> What you will do
A) In the article about graduate student Nick Rubin, where was Rubin heading when he stopped by the Wake Forest library?
B) Continue the article about Nick Rubin from the point where it stops.

Rock on: Graduate student Nick Rubin applies his musicology and teaching skills to a 20th-century art form

Jan. 9, 2007 -- What happens in life happens this way: we’re on our way to do one thing and a single errant step changes our destiny. And that’s exactly what happened to Nick Rubin. He was on his way to see a movie but stopped by the Wake Forest library to return some books. He picked up an issue of the Journal of Musicology. In it, he found an article about French composition between the World Wars, and the writer’s contention that French music conservatories were reservoirs of political thought. Rubin’s own thought, as clearly as he can remember it, was, “Wouldn’t that be cool, to study all the great composers and their influences — what if my job was to study the history of music?”

Now, as a doctoral student in music at U.Va., he’s well on his way.

I met with Rubin at his sunny little house, and as we settled into a rhythm of talk and laughter and lyrics, he put on the Brahms we had just been comparing to the “progressive rock music” of King Crimson, Yes, Genesis and Emerson, Lake and Palmer, where the emphasis, said Rubin, was on composition. Asked how close Rock was to Classical music, he said, “It’s easy to say things like, ‘Oh, Beethoven was the first Punk.’ Or ‘So many Beatles songs are written in a classic sonata form.’” But it’s harder, he added, to see that “certain patterns repeat.” So it’s not a stretch to say we hear strains of a Brahms movement in the songs of a band like Genesis.

> Provided records
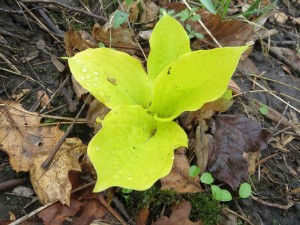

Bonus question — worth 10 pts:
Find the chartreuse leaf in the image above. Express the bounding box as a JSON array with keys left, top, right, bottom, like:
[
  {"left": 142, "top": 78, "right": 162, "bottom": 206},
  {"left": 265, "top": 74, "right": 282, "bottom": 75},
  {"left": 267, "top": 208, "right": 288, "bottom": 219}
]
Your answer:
[
  {"left": 68, "top": 48, "right": 152, "bottom": 108},
  {"left": 150, "top": 46, "right": 248, "bottom": 121},
  {"left": 239, "top": 183, "right": 252, "bottom": 198},
  {"left": 147, "top": 13, "right": 191, "bottom": 80},
  {"left": 211, "top": 185, "right": 232, "bottom": 202},
  {"left": 88, "top": 105, "right": 187, "bottom": 192}
]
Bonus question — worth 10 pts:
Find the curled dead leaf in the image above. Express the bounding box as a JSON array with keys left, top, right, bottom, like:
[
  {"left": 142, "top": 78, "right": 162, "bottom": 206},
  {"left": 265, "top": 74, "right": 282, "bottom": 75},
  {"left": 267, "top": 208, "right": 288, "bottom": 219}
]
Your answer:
[
  {"left": 30, "top": 138, "right": 87, "bottom": 205},
  {"left": 208, "top": 115, "right": 270, "bottom": 190}
]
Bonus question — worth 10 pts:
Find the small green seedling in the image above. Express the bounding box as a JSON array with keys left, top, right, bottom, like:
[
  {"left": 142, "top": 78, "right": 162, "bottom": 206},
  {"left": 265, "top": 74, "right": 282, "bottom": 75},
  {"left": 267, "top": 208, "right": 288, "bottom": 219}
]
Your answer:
[
  {"left": 68, "top": 14, "right": 248, "bottom": 192},
  {"left": 200, "top": 173, "right": 214, "bottom": 184},
  {"left": 200, "top": 173, "right": 251, "bottom": 202},
  {"left": 174, "top": 8, "right": 200, "bottom": 22},
  {"left": 258, "top": 104, "right": 269, "bottom": 116},
  {"left": 189, "top": 165, "right": 200, "bottom": 178}
]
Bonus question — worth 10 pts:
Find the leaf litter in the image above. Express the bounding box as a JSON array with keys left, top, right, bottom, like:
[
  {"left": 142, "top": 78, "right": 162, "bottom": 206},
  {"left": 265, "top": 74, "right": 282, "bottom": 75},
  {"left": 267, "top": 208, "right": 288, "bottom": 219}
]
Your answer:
[{"left": 0, "top": 1, "right": 299, "bottom": 224}]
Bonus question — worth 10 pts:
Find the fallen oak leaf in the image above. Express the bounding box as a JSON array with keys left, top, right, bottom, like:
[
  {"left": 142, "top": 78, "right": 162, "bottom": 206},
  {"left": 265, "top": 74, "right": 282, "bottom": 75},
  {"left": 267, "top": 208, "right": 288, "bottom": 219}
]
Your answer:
[
  {"left": 38, "top": 199, "right": 83, "bottom": 225},
  {"left": 30, "top": 138, "right": 87, "bottom": 205},
  {"left": 153, "top": 201, "right": 203, "bottom": 225},
  {"left": 208, "top": 115, "right": 270, "bottom": 190},
  {"left": 0, "top": 102, "right": 64, "bottom": 172}
]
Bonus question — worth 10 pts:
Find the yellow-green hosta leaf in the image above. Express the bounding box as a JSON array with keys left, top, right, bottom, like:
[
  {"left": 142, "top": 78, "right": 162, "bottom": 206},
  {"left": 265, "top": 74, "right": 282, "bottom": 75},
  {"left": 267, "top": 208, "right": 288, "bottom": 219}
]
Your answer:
[
  {"left": 88, "top": 105, "right": 187, "bottom": 192},
  {"left": 150, "top": 46, "right": 248, "bottom": 121},
  {"left": 147, "top": 14, "right": 191, "bottom": 81},
  {"left": 68, "top": 48, "right": 152, "bottom": 108}
]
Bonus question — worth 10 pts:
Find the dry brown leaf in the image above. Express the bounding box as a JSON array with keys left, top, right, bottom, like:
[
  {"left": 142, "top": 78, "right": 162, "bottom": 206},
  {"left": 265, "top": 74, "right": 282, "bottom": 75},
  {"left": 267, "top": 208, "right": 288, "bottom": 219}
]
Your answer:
[
  {"left": 160, "top": 148, "right": 201, "bottom": 193},
  {"left": 153, "top": 201, "right": 203, "bottom": 225},
  {"left": 92, "top": 23, "right": 139, "bottom": 55},
  {"left": 64, "top": 29, "right": 97, "bottom": 57},
  {"left": 243, "top": 152, "right": 261, "bottom": 175},
  {"left": 0, "top": 102, "right": 64, "bottom": 172},
  {"left": 50, "top": 55, "right": 66, "bottom": 73},
  {"left": 35, "top": 90, "right": 51, "bottom": 109},
  {"left": 139, "top": 0, "right": 159, "bottom": 23},
  {"left": 30, "top": 138, "right": 87, "bottom": 205},
  {"left": 195, "top": 120, "right": 214, "bottom": 174},
  {"left": 274, "top": 12, "right": 289, "bottom": 23},
  {"left": 86, "top": 99, "right": 110, "bottom": 130},
  {"left": 38, "top": 199, "right": 83, "bottom": 225},
  {"left": 72, "top": 76, "right": 88, "bottom": 98}
]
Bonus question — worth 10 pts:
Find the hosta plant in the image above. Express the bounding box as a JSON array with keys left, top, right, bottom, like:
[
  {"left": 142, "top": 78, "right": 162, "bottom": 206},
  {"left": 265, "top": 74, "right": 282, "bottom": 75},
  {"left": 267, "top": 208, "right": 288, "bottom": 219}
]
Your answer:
[{"left": 68, "top": 14, "right": 247, "bottom": 192}]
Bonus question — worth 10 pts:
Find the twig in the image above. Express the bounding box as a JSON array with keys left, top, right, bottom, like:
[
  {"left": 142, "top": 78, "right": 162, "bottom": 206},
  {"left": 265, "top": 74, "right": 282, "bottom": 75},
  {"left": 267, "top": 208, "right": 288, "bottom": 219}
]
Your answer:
[
  {"left": 0, "top": 103, "right": 86, "bottom": 122},
  {"left": 0, "top": 53, "right": 21, "bottom": 74},
  {"left": 97, "top": 193, "right": 127, "bottom": 225},
  {"left": 183, "top": 0, "right": 222, "bottom": 48},
  {"left": 0, "top": 67, "right": 53, "bottom": 94},
  {"left": 19, "top": 2, "right": 60, "bottom": 42},
  {"left": 0, "top": 28, "right": 29, "bottom": 41},
  {"left": 10, "top": 202, "right": 55, "bottom": 225},
  {"left": 41, "top": 95, "right": 90, "bottom": 170},
  {"left": 19, "top": 0, "right": 107, "bottom": 22},
  {"left": 264, "top": 43, "right": 300, "bottom": 75},
  {"left": 0, "top": 179, "right": 26, "bottom": 191},
  {"left": 247, "top": 76, "right": 300, "bottom": 113},
  {"left": 10, "top": 181, "right": 95, "bottom": 225},
  {"left": 251, "top": 195, "right": 294, "bottom": 210},
  {"left": 118, "top": 0, "right": 147, "bottom": 61},
  {"left": 37, "top": 9, "right": 65, "bottom": 38},
  {"left": 224, "top": 208, "right": 254, "bottom": 225}
]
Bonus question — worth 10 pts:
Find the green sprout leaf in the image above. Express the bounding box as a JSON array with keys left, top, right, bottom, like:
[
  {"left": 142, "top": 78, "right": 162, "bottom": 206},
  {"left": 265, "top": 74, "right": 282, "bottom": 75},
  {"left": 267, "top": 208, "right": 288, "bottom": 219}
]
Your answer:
[
  {"left": 258, "top": 104, "right": 269, "bottom": 116},
  {"left": 189, "top": 165, "right": 200, "bottom": 178},
  {"left": 114, "top": 10, "right": 129, "bottom": 28},
  {"left": 211, "top": 185, "right": 232, "bottom": 202},
  {"left": 150, "top": 46, "right": 248, "bottom": 121},
  {"left": 69, "top": 48, "right": 152, "bottom": 108},
  {"left": 200, "top": 0, "right": 217, "bottom": 14},
  {"left": 147, "top": 13, "right": 191, "bottom": 80},
  {"left": 200, "top": 173, "right": 214, "bottom": 184},
  {"left": 88, "top": 105, "right": 187, "bottom": 192},
  {"left": 239, "top": 183, "right": 252, "bottom": 198},
  {"left": 126, "top": 0, "right": 133, "bottom": 6}
]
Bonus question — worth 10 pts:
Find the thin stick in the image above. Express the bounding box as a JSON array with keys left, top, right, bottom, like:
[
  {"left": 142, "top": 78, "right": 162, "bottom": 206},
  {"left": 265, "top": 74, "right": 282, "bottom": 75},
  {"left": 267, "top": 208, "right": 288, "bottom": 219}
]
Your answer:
[
  {"left": 251, "top": 195, "right": 294, "bottom": 210},
  {"left": 224, "top": 208, "right": 254, "bottom": 225},
  {"left": 0, "top": 67, "right": 53, "bottom": 94},
  {"left": 19, "top": 0, "right": 107, "bottom": 22},
  {"left": 41, "top": 95, "right": 90, "bottom": 170},
  {"left": 183, "top": 0, "right": 222, "bottom": 48},
  {"left": 97, "top": 193, "right": 127, "bottom": 225},
  {"left": 247, "top": 77, "right": 300, "bottom": 113},
  {"left": 10, "top": 181, "right": 95, "bottom": 225},
  {"left": 39, "top": 76, "right": 69, "bottom": 113}
]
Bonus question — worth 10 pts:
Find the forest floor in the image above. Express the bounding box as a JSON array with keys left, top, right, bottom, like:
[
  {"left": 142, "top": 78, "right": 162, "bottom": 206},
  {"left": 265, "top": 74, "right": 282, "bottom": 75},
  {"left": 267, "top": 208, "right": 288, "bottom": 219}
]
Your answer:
[{"left": 0, "top": 0, "right": 300, "bottom": 225}]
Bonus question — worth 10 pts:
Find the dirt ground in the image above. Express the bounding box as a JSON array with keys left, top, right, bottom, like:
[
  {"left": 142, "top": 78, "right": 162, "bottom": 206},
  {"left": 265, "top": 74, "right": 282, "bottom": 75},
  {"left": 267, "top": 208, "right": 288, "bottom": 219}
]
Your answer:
[{"left": 0, "top": 0, "right": 300, "bottom": 225}]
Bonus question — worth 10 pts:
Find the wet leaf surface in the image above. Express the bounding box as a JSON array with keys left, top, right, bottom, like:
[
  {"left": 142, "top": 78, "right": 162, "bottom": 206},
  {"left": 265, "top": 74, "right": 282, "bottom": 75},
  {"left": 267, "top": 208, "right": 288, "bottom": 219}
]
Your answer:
[{"left": 208, "top": 115, "right": 270, "bottom": 190}]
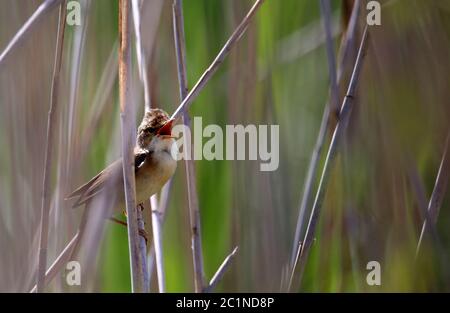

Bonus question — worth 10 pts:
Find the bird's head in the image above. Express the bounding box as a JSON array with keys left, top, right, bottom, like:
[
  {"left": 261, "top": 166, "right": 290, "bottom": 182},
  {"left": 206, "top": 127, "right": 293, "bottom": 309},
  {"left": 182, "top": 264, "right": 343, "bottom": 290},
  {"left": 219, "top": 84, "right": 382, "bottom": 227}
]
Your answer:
[{"left": 136, "top": 109, "right": 173, "bottom": 150}]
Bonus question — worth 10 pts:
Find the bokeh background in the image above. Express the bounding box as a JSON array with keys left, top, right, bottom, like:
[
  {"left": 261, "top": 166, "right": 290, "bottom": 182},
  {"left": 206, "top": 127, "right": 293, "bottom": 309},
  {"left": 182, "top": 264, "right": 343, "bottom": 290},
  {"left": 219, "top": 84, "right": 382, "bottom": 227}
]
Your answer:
[{"left": 0, "top": 0, "right": 450, "bottom": 292}]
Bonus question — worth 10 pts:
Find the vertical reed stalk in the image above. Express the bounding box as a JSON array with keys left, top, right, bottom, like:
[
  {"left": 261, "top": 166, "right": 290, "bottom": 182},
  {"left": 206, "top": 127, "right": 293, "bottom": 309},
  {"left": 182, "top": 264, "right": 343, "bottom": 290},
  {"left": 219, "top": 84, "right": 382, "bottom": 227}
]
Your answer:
[
  {"left": 172, "top": 0, "right": 205, "bottom": 292},
  {"left": 37, "top": 1, "right": 66, "bottom": 292},
  {"left": 119, "top": 0, "right": 145, "bottom": 292},
  {"left": 416, "top": 133, "right": 450, "bottom": 258},
  {"left": 290, "top": 0, "right": 360, "bottom": 270},
  {"left": 205, "top": 247, "right": 238, "bottom": 292},
  {"left": 172, "top": 0, "right": 264, "bottom": 118},
  {"left": 289, "top": 26, "right": 368, "bottom": 291}
]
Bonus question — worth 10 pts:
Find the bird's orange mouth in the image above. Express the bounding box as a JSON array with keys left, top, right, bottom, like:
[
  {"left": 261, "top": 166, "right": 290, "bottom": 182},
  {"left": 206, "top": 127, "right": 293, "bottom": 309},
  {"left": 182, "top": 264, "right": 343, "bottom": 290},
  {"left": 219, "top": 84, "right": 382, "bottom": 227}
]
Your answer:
[{"left": 157, "top": 119, "right": 174, "bottom": 137}]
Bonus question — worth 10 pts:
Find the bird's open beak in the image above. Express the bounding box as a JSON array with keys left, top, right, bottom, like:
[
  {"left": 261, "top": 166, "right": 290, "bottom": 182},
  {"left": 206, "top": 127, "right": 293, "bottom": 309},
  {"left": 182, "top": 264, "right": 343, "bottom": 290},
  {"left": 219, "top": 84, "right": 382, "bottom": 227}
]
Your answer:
[{"left": 157, "top": 119, "right": 174, "bottom": 137}]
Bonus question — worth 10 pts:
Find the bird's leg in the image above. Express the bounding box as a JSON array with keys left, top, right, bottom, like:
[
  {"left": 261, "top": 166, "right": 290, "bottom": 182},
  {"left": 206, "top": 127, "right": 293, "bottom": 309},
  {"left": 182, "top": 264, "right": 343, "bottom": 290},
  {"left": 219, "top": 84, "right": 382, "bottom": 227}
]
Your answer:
[{"left": 109, "top": 217, "right": 148, "bottom": 244}]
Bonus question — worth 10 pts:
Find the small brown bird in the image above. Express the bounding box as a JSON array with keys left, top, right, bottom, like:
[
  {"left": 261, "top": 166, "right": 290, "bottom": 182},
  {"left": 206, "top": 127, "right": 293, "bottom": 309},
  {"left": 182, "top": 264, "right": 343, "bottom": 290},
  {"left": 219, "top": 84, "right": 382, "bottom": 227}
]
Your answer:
[{"left": 67, "top": 109, "right": 177, "bottom": 227}]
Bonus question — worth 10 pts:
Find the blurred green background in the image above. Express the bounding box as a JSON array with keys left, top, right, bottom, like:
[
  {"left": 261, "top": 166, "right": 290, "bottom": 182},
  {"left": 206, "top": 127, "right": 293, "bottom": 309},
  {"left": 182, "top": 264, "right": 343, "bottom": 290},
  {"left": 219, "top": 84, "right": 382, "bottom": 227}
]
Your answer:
[{"left": 0, "top": 0, "right": 450, "bottom": 292}]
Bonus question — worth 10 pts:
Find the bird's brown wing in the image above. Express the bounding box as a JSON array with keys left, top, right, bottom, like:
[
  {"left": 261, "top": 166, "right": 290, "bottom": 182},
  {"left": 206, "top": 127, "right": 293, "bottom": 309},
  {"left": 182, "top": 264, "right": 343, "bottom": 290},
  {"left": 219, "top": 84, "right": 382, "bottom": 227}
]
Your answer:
[
  {"left": 66, "top": 150, "right": 149, "bottom": 208},
  {"left": 66, "top": 159, "right": 122, "bottom": 208}
]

> Results of the exercise
A) He was on his way to see a movie.

B)
Rubin applied his musicology skills to the work of Genesis and its 20th-century compatriots in a class he taught in the history of rock and roll last summer. “The first day we went back to the beginning of recorded music up to about 1927. Second day, 1927 ’til the ’40s and ’50s.” And the earliest recordings? “Songs by the Carter Family and artists like Jimmy Rodgers and Sleepy John Estes.”

One of Rubin’s goals was to show the chronological progression of Anglo-American Rock. Another was to illustrate that “there are innovators; then everyone copies the innovators until someone with a new idea comes along.” Last, because of the text he was using, which was, Rubin said, “Rockist,” he tried to “give a fair hearing to all parts of Rock and Roll, especially the parts that were seen as a step backward: the girl groups, Doo-Wop and Bubble Gum. They are sometimes talked about as ‘degenerative.’” Rubin and his class looked at each decade for its inherent leaders, then beyond what was popular into what was “bubbling underground.”

Even though our talk took us from Mozart to Motown, through early Punk influences such as Gang of Four and The Ramones to Ashlee Simpson on “Saturday Night Live,” I was interested to note that the photographs on Rubin’s den walls included Stevie Wonder, the French composer Erik Satie and Ween. “Ween happened to me in 1993,” said Rubin, who liked them immediately. “They do some pastiche of Rock canonical stuff, but they make it original.” Ween’s detractors say they are a merely humorous cover band. Rubin disagrees. Besides, “What’s wrong with humor?” Rubin asked as he walked me to the door.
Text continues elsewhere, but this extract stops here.